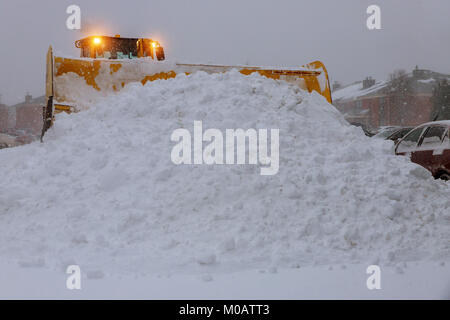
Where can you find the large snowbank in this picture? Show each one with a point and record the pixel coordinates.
(103, 193)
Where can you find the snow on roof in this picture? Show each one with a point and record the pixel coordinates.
(356, 90)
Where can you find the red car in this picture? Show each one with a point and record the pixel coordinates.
(429, 146)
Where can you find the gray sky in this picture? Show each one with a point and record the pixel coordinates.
(258, 32)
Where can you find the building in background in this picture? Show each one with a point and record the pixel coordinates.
(406, 99)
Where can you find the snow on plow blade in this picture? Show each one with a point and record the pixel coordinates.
(73, 84)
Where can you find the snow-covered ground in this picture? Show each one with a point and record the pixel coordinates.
(103, 193)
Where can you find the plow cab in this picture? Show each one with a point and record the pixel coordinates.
(97, 47)
(107, 64)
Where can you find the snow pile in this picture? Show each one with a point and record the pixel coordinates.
(102, 191)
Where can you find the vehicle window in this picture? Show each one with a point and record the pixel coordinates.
(432, 138)
(399, 134)
(409, 143)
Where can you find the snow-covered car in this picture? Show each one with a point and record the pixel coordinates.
(384, 132)
(429, 146)
(394, 133)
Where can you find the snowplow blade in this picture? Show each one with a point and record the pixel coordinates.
(73, 84)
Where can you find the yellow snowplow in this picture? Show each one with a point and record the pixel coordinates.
(108, 64)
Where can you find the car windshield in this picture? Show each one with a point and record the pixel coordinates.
(386, 133)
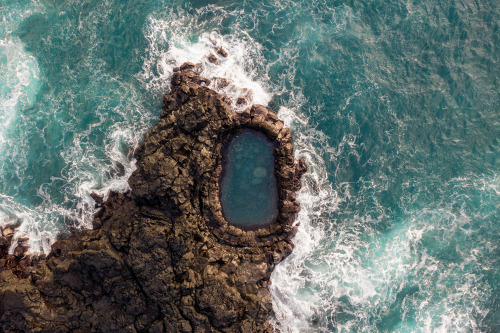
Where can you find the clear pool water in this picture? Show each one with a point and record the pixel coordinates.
(393, 105)
(248, 191)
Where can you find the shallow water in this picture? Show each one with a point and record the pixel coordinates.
(248, 189)
(393, 104)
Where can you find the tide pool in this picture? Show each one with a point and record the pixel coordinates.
(248, 189)
(392, 104)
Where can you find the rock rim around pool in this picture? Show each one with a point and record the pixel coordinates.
(161, 257)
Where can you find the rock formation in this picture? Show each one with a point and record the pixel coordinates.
(161, 257)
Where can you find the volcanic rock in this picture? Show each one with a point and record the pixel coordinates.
(161, 257)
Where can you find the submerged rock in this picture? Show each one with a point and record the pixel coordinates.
(161, 257)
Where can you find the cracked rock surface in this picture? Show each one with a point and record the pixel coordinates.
(161, 257)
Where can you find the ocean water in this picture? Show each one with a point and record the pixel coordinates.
(393, 104)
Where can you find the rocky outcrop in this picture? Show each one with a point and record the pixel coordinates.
(161, 257)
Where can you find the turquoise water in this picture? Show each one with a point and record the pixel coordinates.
(393, 104)
(248, 189)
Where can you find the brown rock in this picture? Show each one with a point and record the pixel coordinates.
(213, 59)
(162, 258)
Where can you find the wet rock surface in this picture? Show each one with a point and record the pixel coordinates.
(161, 257)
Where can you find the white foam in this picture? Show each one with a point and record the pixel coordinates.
(19, 85)
(174, 40)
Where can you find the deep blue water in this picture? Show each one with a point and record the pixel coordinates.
(393, 104)
(248, 188)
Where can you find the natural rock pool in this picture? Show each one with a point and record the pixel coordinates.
(248, 190)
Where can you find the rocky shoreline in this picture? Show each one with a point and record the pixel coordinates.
(161, 257)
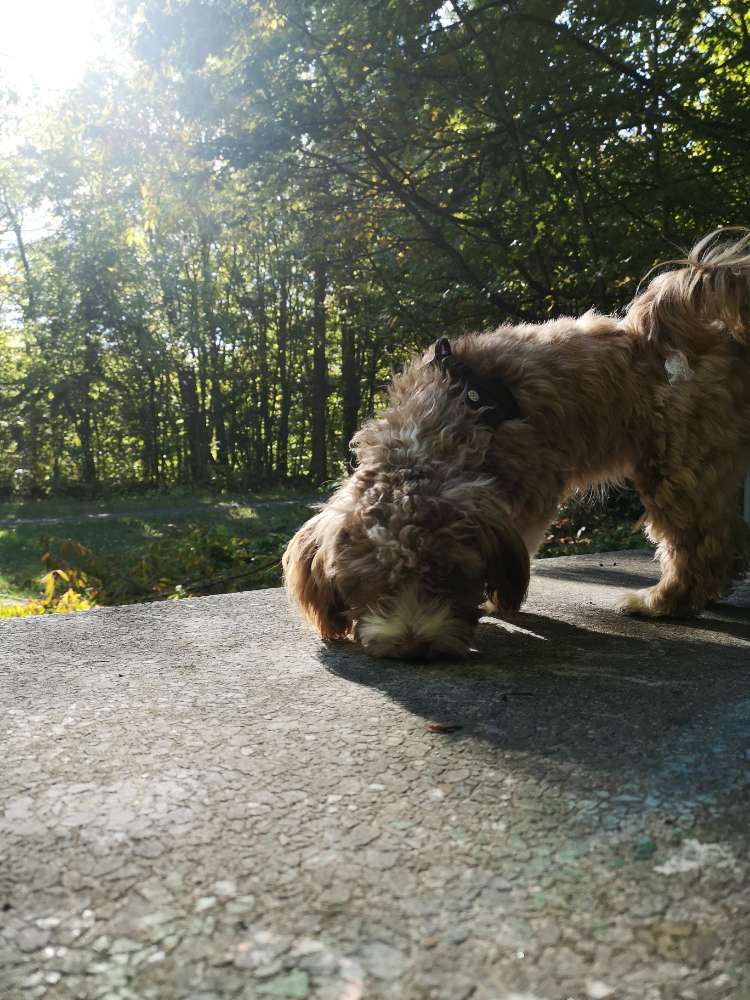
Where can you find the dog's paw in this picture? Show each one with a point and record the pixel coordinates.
(644, 603)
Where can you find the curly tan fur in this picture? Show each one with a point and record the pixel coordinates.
(442, 512)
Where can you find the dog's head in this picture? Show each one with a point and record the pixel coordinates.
(401, 561)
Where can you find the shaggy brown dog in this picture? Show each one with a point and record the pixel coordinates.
(459, 478)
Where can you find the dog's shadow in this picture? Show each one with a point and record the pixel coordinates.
(665, 704)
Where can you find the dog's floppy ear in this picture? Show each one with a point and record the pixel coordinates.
(308, 580)
(507, 566)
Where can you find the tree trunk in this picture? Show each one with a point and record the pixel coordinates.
(350, 389)
(318, 458)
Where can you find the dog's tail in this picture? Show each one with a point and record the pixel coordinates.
(707, 295)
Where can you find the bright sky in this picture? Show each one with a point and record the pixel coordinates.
(47, 45)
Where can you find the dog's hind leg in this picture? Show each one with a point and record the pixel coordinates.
(703, 545)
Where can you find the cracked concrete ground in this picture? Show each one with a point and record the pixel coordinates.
(201, 800)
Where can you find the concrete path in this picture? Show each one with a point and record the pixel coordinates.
(199, 800)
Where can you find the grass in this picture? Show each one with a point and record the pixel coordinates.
(178, 547)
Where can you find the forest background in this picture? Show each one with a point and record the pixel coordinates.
(266, 207)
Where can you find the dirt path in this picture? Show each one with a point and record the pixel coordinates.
(15, 522)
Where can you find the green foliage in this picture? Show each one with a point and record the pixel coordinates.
(155, 556)
(288, 197)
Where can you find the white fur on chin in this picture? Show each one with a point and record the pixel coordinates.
(410, 621)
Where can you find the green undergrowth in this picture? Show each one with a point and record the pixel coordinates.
(165, 554)
(144, 557)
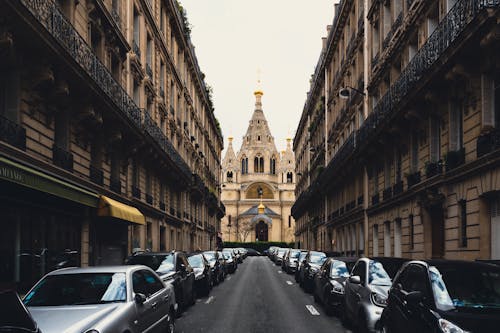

◇ ◇ ◇ ◇ ◇

▸ **Requirement**
Convert the entries from the line containing "Where can you find the green undergrowth" through the end of the entries into a JSON list of strings, one string per line, omitting blank lines and leaving out the pictures.

▸ **The answer**
[
  "Where can you find the green undergrowth in this picture? Show each one with a point and record the pixel coordinates.",
  "(165, 554)",
  "(144, 557)"
]